What to work on.
1: Answer these questions from the passage on Sri Lanka:
(a) In what year was the Sinhala Only Act passed?
(b) Which body produced the Committee C report, and in what year was it convened?
(c) Who compiled The Broken Palmyrah?
2: Retype the part of the passage on Sri Lanka that begins at the words "The final campaign" and stops after "in the north.".

Every society that has passed through large-scale political violence carries the obligation to reckon with it honestly. That Sri Lanka shares this condition with dozens of other countries is not a reason for complacency — it is a reminder that resolution is possible because others have achieved it, and that failure is not inevitable.

More than seventeen years after the Sri Lankan military crushed the Liberation Tigers of Tamil Eelam in a brutal final campaign, the country has still not honestly confronted what happened — or why. No credible legal process has examined the conduct of either side. The constitutional structures that enabled decades of majoritarian discrimination remain largely intact. A generation of schoolchildren has grown up without a shared understanding of the conflict. And the families of the disappeared — mothers who filed paperwork in the 1980s and 1990s and have been waiting ever since — are older now. Some have died waiting.

This is not a history of the conflict. It is an argument — organised around four demands that the record makes unavoidable. Each is grounded in specific events and specific failures. None of them is novel. All of them remain unmet.

I. A CONSTITUTION THAT MEANS WHAT IT SAYS

The structural roots of the Sri Lankan conflict run through its constitutional history. The Sinhala Only Act of 1956 — passed just eight years after independence — stripped Tamil civil servants of their language rights overnight and is widely regarded by scholars as a founding moment of ethnic alienation. The 1978 constitution concentrated executive power in a president elected by a majoritarian vote, leaving minority communities with virtually no structural veto over the policies that governed their lives. The All Party Representative Committee, convened in 2006 to find a negotiated political solution, produced in its Committee C report a detailed mapping of these structural exclusions — a record of minority grievances that the political class commissioned and then set aside.

What is required is a constitutional framework that prevents discrimination driven by majoritarianism — one with teeth, not merely aspirations. This is not about giving one community an advantage over another. It is about building a state whose rules apply to everyone, and whose institutions are structurally incapable of weaponising the majority against the minority.

Comparative constitutional scholars point to power-sharing models — Belgium's linguistic community councils, Switzerland's Federal Council, Northern Ireland's mandatory coalition — as designs that compel majorities to govern with minorities rather than over them. Sri Lanka has never adopted such mechanisms.

II. ACCOUNTABILITY — ALL PARTIES, ALL CRIMES

The final campaign of 2006 to 2009 produced suffering of an order that is well-documented and insufficiently acknowledged. A UN Panel of Experts estimated in 2011 that tens of thousands of civilians may have died in the war’s final months. That estimate rests on a longer evidentiary foundation: the University Teachers for Human Rights (Jaffna), whose reports documented disappearances, extra-judicial killings, and the fate of surrendered combatants across every phase of the conflict from the 1980s onward; and the 1993 volume The Broken Palmyrah, compiled by the Faculty of Science at the University of Jaffna, which remains among the earliest systematic accounts of civilian deaths and displacement under military occupation in the north.

Object position labeling entries.
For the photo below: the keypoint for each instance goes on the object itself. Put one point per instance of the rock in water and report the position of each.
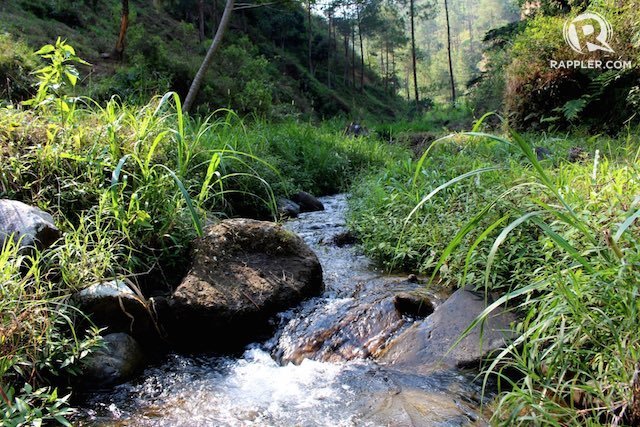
(307, 202)
(577, 154)
(415, 303)
(426, 345)
(287, 208)
(244, 271)
(118, 361)
(117, 307)
(32, 225)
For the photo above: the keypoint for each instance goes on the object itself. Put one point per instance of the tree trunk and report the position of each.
(384, 76)
(361, 54)
(394, 88)
(330, 53)
(201, 20)
(453, 84)
(217, 40)
(386, 86)
(346, 59)
(124, 25)
(353, 55)
(413, 52)
(309, 36)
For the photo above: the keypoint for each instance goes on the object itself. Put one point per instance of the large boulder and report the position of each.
(117, 307)
(244, 271)
(288, 208)
(307, 202)
(426, 345)
(33, 226)
(119, 359)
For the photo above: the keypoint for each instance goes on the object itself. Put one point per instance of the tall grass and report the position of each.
(130, 187)
(577, 358)
(557, 239)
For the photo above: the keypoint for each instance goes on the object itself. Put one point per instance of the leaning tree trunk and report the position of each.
(361, 54)
(413, 52)
(353, 55)
(124, 25)
(330, 51)
(201, 20)
(453, 84)
(217, 40)
(309, 37)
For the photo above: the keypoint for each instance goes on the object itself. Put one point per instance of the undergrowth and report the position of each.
(129, 187)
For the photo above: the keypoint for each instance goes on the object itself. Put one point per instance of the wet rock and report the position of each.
(343, 239)
(356, 129)
(307, 202)
(577, 154)
(118, 361)
(348, 329)
(414, 304)
(287, 208)
(117, 307)
(244, 271)
(426, 345)
(542, 153)
(35, 227)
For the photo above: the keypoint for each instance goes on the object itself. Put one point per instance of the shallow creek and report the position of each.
(318, 369)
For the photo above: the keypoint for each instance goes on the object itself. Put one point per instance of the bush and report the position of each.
(17, 61)
(539, 96)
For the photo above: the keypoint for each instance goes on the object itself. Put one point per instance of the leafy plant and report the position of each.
(56, 79)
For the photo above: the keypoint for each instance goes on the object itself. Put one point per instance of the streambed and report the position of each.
(318, 369)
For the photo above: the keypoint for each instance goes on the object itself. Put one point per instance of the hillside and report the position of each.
(261, 67)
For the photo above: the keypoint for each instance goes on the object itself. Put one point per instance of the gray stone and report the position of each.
(118, 361)
(287, 208)
(244, 271)
(414, 303)
(33, 226)
(426, 345)
(116, 306)
(307, 202)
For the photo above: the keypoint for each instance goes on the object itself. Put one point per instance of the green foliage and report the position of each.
(56, 79)
(38, 339)
(556, 239)
(130, 187)
(16, 63)
(538, 96)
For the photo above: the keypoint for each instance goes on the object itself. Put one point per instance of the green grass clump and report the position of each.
(130, 187)
(557, 239)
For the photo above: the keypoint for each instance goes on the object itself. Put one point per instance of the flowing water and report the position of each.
(319, 368)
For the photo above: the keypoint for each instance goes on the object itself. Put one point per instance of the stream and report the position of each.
(318, 369)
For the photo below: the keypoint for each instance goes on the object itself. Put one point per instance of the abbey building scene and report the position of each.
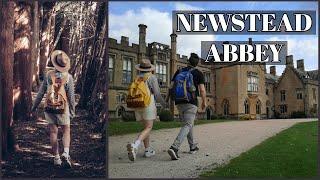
(233, 91)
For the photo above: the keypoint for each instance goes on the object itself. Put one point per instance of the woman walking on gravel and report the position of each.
(141, 97)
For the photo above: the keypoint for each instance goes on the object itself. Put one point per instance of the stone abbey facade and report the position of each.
(232, 90)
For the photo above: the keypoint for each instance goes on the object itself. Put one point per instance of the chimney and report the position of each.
(289, 60)
(125, 40)
(300, 64)
(250, 41)
(173, 46)
(273, 70)
(142, 41)
(173, 60)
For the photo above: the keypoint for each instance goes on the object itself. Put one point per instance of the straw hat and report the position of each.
(145, 65)
(60, 60)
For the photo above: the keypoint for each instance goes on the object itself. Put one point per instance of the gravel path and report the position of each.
(218, 143)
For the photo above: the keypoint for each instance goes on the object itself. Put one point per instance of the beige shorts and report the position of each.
(149, 113)
(58, 119)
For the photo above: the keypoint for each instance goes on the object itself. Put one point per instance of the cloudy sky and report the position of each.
(124, 18)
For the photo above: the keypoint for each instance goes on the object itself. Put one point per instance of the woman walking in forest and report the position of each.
(146, 86)
(59, 105)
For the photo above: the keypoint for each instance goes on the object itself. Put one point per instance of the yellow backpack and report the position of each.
(139, 95)
(56, 101)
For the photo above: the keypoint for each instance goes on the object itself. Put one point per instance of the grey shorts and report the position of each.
(149, 113)
(58, 119)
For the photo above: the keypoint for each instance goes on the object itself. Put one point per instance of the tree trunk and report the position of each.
(6, 70)
(46, 36)
(94, 63)
(22, 57)
(35, 45)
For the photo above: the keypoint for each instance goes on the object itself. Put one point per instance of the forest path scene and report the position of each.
(35, 160)
(57, 51)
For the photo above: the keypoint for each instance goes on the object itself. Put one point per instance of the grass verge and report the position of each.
(291, 153)
(120, 128)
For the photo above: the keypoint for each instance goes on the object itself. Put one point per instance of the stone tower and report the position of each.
(173, 60)
(142, 42)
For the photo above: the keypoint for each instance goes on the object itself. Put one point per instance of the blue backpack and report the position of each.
(183, 89)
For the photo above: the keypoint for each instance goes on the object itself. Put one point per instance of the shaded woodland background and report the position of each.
(29, 32)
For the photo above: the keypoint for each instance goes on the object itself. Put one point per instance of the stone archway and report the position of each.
(119, 111)
(268, 109)
(209, 113)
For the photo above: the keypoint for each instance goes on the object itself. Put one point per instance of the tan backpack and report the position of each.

Responses in order.
1:
(a) 1956
(b) The All Party Representative Committee, convened in 2006
(c) The Faculty of Science at the University of Jaffna

2:
The final campaign of 2006 to 2009 produced suffering of an order that is well-documented and insufficiently acknowledged. A UN Panel of Experts estimated in 2011 that tens of thousands of civilians may have died in the war’s final months. That estimate rests on a longer evidentiary foundation: the University Teachers for Human Rights (Jaffna), whose reports documented disappearances, extra-judicial killings, and the fate of surrendered combatants across every phase of the conflict from the 1980s onward; and the 1993 volume The Broken Palmyrah, compiled by the Faculty of Science at the University of Jaffna, which remains among the earliest systematic accounts of civilian deaths and displacement under military occupation in the north.